> **PASSAGE**

========================

Skip to main content

OCI Storage

Understanding how blob archives are stored in OCI container registries.

Why OCI Registries?

OCI (Open Container Initiative) registries provide the ideal storage backend for blob archives:

  • Content-addressed storage: Every blob is identified by its SHA256 digest
  • HTTP range requests: Registries support partial blob downloads
  • Authentication: Standard OAuth2/bearer token flows
  • Distribution: Registries handle replication, caching, and CDN integration
  • Signing: Native support for cosign, notation, and other signing tools
  • Ubiquity: Available from every major cloud provider and self-hostable

Blob archives are designed specifically for this environment, optimizing for lazy access via range requests while fitting naturally into OCI's content model.

The OCI Artifact Model

OCI registries store content as blobs referenced by manifests. A manifest is a JSON document that lists the blobs comprising an artifact and includes metadata like annotations.

References

Content is accessed via references in the form:

registry/repository:tag
registry/repository@sha256:digest

Tags are mutable pointers (like Git branches). Digests are immutable content addresses (like Git commits).

========================

> **DIRECTION**
Swap "range requests" for "byte-range requests" as you reproduce the OCI storage text from "Why OCI Registries?" up to and including "OCI's content model.".

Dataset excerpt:
========================

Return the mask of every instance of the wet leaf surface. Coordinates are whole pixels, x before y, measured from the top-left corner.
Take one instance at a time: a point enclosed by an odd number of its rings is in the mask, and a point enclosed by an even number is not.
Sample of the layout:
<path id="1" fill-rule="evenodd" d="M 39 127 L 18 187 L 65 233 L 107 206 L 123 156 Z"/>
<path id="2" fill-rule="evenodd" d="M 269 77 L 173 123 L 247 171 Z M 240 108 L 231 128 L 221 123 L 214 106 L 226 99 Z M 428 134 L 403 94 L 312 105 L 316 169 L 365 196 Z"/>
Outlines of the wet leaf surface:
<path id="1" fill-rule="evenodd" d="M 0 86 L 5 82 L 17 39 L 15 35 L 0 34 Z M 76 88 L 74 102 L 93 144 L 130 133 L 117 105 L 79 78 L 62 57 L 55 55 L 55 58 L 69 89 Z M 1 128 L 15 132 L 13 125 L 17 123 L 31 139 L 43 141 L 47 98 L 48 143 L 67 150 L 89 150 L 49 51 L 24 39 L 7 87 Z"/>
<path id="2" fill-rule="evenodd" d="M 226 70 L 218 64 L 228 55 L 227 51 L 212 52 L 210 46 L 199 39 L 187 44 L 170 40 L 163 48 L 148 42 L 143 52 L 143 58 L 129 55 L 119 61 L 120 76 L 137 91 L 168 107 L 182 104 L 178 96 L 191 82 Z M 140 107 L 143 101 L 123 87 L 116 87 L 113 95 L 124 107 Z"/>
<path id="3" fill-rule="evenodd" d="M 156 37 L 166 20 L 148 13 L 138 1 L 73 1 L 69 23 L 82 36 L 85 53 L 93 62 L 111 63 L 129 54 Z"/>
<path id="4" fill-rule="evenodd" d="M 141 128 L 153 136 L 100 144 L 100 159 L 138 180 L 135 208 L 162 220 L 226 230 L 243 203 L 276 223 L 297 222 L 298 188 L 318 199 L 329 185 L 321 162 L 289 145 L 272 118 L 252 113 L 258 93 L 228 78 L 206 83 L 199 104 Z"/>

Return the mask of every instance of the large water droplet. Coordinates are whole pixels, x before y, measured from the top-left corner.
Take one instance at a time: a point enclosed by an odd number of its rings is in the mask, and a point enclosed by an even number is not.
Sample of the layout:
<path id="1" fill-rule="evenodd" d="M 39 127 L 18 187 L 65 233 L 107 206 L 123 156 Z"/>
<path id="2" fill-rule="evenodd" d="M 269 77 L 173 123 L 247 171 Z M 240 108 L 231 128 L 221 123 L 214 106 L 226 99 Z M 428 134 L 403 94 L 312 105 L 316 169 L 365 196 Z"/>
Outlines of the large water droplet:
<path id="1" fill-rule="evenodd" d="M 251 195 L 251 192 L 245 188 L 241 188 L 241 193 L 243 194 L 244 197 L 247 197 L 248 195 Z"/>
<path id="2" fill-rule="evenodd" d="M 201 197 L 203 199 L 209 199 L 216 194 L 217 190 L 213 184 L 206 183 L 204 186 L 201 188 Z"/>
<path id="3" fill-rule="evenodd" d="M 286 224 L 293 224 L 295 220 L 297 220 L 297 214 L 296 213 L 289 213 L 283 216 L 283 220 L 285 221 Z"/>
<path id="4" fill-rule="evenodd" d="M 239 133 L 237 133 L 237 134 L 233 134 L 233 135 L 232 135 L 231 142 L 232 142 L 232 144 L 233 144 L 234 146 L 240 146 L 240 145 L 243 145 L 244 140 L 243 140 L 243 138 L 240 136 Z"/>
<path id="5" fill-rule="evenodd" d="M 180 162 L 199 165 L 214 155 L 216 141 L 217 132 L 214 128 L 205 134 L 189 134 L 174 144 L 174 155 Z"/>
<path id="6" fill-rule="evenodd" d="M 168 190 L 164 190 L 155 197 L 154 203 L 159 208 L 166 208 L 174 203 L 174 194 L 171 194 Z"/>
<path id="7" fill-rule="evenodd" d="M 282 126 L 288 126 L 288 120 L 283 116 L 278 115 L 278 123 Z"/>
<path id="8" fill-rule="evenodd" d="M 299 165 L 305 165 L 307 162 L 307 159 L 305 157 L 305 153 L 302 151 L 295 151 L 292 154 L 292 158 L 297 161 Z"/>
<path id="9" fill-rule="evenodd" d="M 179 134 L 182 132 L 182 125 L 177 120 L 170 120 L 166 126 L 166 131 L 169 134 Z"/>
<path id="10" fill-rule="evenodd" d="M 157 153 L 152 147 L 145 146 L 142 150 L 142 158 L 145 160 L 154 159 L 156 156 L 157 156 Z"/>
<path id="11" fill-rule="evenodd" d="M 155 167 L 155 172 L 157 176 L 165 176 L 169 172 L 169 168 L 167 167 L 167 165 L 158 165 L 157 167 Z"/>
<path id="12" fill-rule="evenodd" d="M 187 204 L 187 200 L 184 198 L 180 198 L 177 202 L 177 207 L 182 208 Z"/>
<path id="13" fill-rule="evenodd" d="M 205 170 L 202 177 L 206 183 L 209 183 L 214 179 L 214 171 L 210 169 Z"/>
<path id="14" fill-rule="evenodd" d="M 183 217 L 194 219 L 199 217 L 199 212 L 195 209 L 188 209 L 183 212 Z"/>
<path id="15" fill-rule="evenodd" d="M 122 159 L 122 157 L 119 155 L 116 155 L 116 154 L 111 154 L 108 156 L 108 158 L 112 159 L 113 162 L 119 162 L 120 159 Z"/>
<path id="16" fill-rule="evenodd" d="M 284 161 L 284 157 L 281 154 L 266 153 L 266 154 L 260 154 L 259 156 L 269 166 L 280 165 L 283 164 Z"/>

========================

> **OUTPUT FOR THIS TASK**
Why OCI Registries?

OCI (Open Container Initiative) registries provide the ideal storage backend for blob archives:

  • Content-addressed storage: Every blob is identified by its SHA256 digest
  • HTTP byte-range requests: Registries support partial blob downloads
  • Authentication: Standard OAuth2/bearer token flows
  • Distribution: Registries handle replication, caching, and CDN integration
  • Signing: Native support for cosign, notation, and other signing tools
  • Ubiquity: Available from every major cloud provider and self-hostable

Blob archives are designed specifically for this environment, optimizing for lazy access via byte-range requests while fitting naturally into OCI's content model.